**Work instructions:**
Please pick out every line in the listing below that contains the word "elderly" and copy each one.

=== Recorded information ===

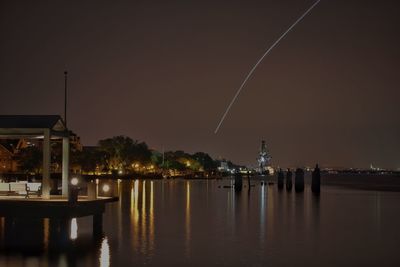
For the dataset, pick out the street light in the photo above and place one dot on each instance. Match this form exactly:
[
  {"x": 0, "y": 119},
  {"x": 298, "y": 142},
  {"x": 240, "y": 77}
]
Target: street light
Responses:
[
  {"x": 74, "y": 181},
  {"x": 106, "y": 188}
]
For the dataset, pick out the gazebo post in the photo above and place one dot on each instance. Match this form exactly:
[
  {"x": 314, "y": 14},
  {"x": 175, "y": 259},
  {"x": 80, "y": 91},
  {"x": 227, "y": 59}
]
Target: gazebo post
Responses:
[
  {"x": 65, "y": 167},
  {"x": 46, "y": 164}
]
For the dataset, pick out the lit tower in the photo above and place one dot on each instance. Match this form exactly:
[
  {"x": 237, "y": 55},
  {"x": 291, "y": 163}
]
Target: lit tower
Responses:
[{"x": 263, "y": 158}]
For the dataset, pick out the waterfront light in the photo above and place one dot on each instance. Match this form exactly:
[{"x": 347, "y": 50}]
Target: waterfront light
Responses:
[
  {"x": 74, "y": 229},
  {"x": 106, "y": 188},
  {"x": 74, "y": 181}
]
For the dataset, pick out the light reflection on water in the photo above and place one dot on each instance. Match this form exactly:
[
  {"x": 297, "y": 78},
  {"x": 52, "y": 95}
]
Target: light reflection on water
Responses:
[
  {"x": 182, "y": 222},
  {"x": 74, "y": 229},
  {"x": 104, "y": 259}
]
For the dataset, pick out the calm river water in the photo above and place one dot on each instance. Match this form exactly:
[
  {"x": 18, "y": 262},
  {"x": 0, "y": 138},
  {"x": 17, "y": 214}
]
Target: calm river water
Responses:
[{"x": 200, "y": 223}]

===
=== Recorded information ===

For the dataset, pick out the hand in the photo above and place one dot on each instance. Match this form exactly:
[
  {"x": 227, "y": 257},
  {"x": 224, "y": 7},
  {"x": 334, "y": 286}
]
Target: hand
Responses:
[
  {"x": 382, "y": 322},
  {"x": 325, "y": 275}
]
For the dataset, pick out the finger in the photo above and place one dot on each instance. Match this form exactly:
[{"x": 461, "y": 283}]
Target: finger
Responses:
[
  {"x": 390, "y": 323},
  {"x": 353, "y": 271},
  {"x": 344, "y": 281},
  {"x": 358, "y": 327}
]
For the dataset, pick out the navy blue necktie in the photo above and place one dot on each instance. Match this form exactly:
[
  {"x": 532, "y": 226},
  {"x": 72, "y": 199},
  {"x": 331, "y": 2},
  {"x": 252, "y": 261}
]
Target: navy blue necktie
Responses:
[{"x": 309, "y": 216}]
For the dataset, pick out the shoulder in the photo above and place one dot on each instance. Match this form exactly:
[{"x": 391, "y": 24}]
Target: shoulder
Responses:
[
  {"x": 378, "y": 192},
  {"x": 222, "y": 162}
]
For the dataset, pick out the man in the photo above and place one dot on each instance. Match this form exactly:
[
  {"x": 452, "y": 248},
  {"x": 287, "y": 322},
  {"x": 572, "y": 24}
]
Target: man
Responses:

===
=== Recorded information ===

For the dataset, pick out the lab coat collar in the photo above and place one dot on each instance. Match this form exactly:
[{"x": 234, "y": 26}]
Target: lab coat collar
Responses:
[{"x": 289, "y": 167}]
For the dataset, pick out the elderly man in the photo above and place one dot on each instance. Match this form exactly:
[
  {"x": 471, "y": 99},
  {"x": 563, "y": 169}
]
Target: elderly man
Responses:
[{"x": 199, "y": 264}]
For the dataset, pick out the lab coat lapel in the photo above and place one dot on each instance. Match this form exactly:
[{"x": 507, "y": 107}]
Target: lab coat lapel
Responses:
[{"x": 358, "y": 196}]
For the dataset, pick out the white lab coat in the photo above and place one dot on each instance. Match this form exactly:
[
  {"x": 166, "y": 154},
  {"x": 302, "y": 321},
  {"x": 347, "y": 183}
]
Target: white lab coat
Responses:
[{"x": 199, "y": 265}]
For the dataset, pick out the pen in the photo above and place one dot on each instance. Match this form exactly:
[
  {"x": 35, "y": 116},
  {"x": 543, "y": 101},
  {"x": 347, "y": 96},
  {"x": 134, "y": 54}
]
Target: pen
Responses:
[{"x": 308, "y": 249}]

===

**Exercise response:**
For the dataset, pick out the elderly man in the photo above and place one dot on each instance. Match this form exactly:
Target: elderly man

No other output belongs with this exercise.